▶ _TASK_: Rescale the records starting at the line containing "Spot the fish scale" and ending at the line containing "[[274, 112]]", returning only those lines, requests included. Multiply every point coordinate in the answers by 2.05 and round to whole numbers, halves up, while the requests and their sample points stay unchanged.
[Start of EXERCISE INPUTS]
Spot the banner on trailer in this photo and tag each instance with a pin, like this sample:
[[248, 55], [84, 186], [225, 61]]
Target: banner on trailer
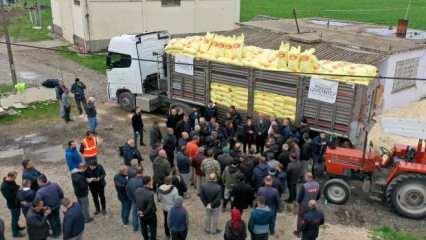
[[184, 64], [323, 90]]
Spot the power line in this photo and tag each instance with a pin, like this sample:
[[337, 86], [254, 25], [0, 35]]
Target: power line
[[191, 64]]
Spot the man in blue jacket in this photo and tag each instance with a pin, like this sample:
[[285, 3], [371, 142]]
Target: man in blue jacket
[[261, 220], [51, 194], [30, 173], [72, 157], [120, 181], [77, 88], [73, 226]]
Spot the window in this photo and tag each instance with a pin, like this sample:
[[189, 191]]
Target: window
[[118, 60], [405, 69], [170, 3]]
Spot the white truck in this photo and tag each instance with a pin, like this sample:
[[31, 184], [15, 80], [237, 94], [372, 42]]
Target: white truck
[[141, 74]]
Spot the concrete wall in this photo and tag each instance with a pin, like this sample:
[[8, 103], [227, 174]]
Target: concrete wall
[[392, 99], [108, 18]]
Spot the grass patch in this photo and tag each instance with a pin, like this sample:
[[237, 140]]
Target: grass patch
[[6, 88], [20, 27], [387, 233], [385, 12], [35, 111], [93, 61]]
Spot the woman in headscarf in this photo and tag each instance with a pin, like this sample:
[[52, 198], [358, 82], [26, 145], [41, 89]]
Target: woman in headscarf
[[235, 228]]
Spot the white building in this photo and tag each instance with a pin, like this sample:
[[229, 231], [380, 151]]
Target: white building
[[90, 24]]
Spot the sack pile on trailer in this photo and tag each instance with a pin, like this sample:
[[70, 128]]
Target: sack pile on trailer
[[276, 105], [228, 95], [231, 50]]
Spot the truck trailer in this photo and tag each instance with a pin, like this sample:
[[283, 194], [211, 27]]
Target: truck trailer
[[141, 74]]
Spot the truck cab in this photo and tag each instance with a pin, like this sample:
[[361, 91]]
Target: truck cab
[[135, 69]]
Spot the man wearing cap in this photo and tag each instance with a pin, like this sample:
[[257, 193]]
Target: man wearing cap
[[310, 190], [272, 198], [91, 114], [230, 177], [294, 170], [89, 147]]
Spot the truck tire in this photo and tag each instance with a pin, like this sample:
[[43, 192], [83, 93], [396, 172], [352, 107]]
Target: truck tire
[[337, 191], [406, 195], [127, 101], [185, 107]]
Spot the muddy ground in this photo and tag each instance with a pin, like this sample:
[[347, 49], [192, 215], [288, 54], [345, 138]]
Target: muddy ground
[[43, 141]]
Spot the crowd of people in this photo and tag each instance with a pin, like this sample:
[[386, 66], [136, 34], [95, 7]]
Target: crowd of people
[[245, 166]]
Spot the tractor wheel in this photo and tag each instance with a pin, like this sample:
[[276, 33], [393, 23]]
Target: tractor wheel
[[337, 191], [406, 194], [127, 101]]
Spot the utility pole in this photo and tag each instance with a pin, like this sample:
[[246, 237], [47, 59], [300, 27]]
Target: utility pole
[[5, 22]]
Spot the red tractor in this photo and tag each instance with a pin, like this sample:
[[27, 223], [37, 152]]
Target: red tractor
[[397, 177]]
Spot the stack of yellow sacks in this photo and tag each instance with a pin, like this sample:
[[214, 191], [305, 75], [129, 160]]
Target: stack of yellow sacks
[[231, 50], [275, 105], [228, 95]]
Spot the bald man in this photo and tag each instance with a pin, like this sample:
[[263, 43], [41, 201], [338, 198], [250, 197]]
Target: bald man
[[161, 167]]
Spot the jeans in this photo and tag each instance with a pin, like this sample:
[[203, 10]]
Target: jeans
[[81, 102], [263, 236], [93, 123], [149, 227], [55, 222], [166, 225], [67, 112], [179, 235], [136, 134], [125, 211], [274, 220], [84, 204], [212, 216], [135, 218], [15, 213], [98, 195]]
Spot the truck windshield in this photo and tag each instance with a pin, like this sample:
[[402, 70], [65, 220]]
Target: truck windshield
[[118, 60]]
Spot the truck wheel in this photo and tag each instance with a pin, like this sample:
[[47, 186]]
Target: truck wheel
[[406, 194], [127, 101], [185, 107], [337, 191]]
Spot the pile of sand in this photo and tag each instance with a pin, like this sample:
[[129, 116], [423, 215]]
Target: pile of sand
[[416, 110]]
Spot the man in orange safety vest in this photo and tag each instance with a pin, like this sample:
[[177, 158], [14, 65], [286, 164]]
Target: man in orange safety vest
[[89, 147]]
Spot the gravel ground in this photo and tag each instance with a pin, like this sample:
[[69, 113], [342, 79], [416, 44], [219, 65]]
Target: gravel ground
[[351, 221]]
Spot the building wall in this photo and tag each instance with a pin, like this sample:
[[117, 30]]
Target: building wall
[[108, 18], [392, 98]]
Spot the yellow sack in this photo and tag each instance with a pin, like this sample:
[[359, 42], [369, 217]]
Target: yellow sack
[[294, 59], [283, 56]]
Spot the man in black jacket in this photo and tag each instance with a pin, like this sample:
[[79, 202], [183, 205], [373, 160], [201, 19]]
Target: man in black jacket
[[9, 189], [77, 88], [120, 182], [95, 175], [81, 190], [137, 124], [211, 196], [132, 186], [145, 204], [169, 145], [312, 220], [155, 136], [38, 228], [73, 220], [242, 194]]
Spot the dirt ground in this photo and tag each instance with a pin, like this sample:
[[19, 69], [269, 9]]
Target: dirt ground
[[351, 221]]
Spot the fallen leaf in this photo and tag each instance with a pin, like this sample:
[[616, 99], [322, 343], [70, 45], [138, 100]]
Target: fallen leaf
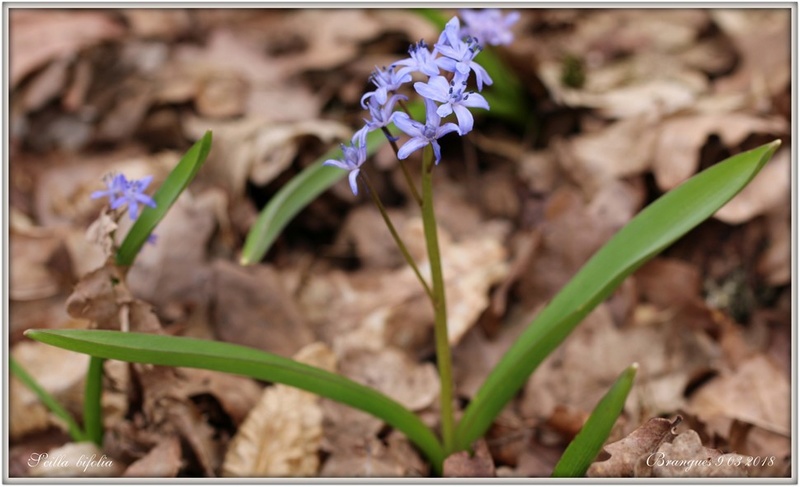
[[770, 189], [626, 454], [39, 36], [415, 386], [283, 432], [375, 458], [164, 460], [581, 370], [257, 149], [757, 392], [686, 456], [30, 276], [251, 308], [83, 459], [169, 271], [677, 151]]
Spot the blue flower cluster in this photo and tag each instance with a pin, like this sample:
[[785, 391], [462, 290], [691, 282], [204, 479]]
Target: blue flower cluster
[[447, 68], [122, 191]]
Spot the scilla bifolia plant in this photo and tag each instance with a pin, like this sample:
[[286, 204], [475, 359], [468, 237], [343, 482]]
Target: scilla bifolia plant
[[443, 76]]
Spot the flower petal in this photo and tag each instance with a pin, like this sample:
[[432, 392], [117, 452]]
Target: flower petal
[[412, 145]]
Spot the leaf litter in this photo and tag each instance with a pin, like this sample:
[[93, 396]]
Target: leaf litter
[[630, 103]]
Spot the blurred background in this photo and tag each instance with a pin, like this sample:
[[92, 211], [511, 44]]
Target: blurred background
[[600, 111]]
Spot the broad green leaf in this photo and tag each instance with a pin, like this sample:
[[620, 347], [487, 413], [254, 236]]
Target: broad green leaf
[[583, 449], [506, 98], [75, 431], [299, 192], [235, 359], [173, 186], [650, 232], [293, 197]]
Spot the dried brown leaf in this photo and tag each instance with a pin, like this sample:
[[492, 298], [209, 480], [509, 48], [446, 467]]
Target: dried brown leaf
[[253, 309], [375, 458], [757, 392], [164, 460], [38, 36], [770, 189], [627, 453], [76, 460], [584, 367], [677, 151], [171, 271], [283, 432], [257, 150], [415, 386], [686, 456]]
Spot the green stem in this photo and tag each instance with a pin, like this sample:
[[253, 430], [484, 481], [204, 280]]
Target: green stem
[[443, 358], [406, 173], [75, 431], [92, 406], [400, 244]]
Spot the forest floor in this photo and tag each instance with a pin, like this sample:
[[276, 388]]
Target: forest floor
[[624, 104]]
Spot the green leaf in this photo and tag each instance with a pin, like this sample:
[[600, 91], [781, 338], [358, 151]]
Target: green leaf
[[506, 97], [651, 231], [235, 359], [75, 431], [299, 192], [583, 449], [173, 186], [92, 401]]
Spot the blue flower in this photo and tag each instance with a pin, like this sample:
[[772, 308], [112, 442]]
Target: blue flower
[[453, 98], [458, 53], [423, 134], [121, 191], [382, 114], [421, 59], [489, 26], [386, 80], [354, 156]]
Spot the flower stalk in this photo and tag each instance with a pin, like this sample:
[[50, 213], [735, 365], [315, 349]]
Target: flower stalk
[[396, 236], [443, 355]]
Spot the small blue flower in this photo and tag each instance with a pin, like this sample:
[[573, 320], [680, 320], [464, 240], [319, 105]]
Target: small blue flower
[[423, 134], [121, 191], [453, 98], [421, 59], [382, 114], [354, 156], [386, 80], [489, 26], [458, 53]]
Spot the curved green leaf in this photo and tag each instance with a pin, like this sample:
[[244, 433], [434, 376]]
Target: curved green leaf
[[650, 232], [173, 186], [293, 197], [583, 449], [235, 359], [506, 98]]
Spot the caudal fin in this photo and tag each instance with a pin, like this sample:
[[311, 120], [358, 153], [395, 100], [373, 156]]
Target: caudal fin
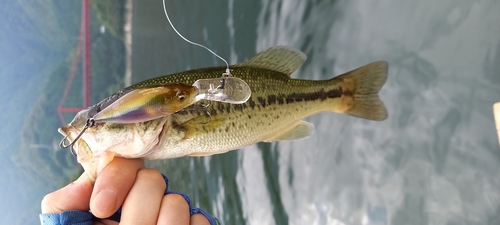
[[366, 82]]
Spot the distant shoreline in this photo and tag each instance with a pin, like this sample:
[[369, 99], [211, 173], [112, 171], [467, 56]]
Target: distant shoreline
[[128, 42]]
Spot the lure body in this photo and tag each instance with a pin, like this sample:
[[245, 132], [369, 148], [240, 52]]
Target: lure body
[[146, 104]]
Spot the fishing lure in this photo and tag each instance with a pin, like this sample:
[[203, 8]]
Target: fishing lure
[[144, 104]]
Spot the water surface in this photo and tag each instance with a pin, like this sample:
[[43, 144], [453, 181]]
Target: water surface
[[435, 160]]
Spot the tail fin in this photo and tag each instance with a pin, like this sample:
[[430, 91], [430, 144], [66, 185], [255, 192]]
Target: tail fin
[[367, 81]]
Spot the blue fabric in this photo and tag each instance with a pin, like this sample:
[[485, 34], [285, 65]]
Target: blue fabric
[[75, 217]]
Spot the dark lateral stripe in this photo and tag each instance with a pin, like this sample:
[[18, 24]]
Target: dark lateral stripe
[[301, 97], [279, 99]]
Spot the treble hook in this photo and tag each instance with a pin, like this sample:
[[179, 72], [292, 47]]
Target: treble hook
[[223, 79], [201, 107], [62, 144], [207, 112]]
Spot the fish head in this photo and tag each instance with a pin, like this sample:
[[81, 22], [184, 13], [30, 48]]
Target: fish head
[[99, 144]]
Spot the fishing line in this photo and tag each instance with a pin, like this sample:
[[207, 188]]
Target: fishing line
[[227, 73]]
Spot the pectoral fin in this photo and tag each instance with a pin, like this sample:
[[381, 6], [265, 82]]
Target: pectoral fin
[[302, 130]]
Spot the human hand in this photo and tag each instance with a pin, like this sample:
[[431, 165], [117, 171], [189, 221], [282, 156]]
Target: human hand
[[126, 183]]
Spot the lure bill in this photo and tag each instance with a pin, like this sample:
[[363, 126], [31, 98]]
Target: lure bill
[[274, 112], [148, 103]]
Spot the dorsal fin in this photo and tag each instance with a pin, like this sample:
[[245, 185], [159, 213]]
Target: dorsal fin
[[282, 59]]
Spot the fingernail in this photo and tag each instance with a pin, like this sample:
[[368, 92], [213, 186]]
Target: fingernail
[[105, 201], [82, 178]]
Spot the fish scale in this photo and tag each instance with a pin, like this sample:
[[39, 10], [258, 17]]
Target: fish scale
[[274, 111]]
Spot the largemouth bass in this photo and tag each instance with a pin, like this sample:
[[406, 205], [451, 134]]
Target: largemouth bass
[[274, 112]]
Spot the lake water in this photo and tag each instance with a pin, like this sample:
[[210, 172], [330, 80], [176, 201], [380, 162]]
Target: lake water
[[435, 160]]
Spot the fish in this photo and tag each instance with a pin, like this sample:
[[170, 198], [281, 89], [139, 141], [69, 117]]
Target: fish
[[275, 111], [143, 104]]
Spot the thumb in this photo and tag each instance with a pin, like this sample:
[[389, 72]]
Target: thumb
[[74, 196]]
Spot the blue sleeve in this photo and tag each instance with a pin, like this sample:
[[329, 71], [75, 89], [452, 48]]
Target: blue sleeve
[[72, 217], [75, 217]]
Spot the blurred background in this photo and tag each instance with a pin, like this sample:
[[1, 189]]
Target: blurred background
[[435, 160]]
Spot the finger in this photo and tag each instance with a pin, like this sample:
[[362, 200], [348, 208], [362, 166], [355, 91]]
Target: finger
[[144, 199], [174, 210], [199, 219], [74, 196], [112, 186]]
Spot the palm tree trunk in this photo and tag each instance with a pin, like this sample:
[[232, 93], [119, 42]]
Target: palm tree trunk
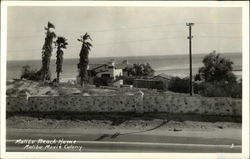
[[58, 77]]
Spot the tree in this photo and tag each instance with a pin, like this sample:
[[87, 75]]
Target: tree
[[84, 59], [61, 44], [47, 49], [216, 69]]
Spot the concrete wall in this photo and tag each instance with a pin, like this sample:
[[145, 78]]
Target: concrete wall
[[194, 105], [127, 103]]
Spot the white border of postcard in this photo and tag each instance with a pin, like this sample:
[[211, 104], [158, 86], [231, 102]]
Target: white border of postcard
[[245, 119]]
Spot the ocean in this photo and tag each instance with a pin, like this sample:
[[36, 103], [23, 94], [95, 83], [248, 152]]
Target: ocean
[[175, 65]]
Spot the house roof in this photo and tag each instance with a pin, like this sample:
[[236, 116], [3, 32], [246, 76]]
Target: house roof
[[163, 75], [95, 66]]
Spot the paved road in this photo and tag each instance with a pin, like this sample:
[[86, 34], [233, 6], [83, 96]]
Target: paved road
[[117, 142]]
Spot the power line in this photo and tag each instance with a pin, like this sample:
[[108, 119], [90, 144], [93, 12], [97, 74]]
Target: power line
[[136, 41], [103, 44]]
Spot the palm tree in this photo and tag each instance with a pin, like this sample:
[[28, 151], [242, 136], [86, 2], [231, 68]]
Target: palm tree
[[47, 49], [61, 44], [84, 59]]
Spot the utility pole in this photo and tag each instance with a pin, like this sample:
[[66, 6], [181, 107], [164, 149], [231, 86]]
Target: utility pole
[[190, 57]]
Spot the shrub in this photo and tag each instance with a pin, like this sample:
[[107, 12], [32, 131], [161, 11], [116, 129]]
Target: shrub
[[102, 81], [179, 85], [29, 73]]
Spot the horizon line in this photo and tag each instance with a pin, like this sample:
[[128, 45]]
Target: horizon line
[[129, 56]]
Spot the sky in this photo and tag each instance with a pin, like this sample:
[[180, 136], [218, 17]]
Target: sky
[[124, 31]]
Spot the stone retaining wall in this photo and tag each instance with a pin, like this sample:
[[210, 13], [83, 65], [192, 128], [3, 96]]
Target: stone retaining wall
[[126, 103]]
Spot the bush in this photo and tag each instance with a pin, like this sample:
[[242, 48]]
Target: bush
[[102, 81], [29, 73], [179, 85]]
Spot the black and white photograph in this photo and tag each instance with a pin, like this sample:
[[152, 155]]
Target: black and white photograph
[[124, 79]]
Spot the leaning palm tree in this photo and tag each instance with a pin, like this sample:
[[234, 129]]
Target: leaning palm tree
[[61, 44], [47, 49], [84, 59]]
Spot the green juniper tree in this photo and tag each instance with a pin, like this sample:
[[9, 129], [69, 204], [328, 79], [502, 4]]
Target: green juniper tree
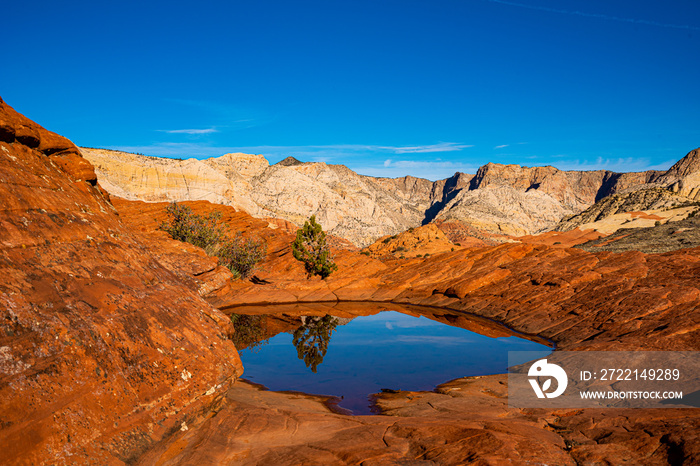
[End of EXERCISE INPUTS]
▶ _WORKED ANSWER_:
Spot the fish scale in this photo and tag each instance with a pin, like this sample:
[[39, 10], [258, 17]]
Target: fish scale
[[562, 228]]
Spot the largemouth bass in this photo and tag each instance with a pin, like this sample:
[[406, 205], [451, 134]]
Target: largemouth bass
[[562, 230]]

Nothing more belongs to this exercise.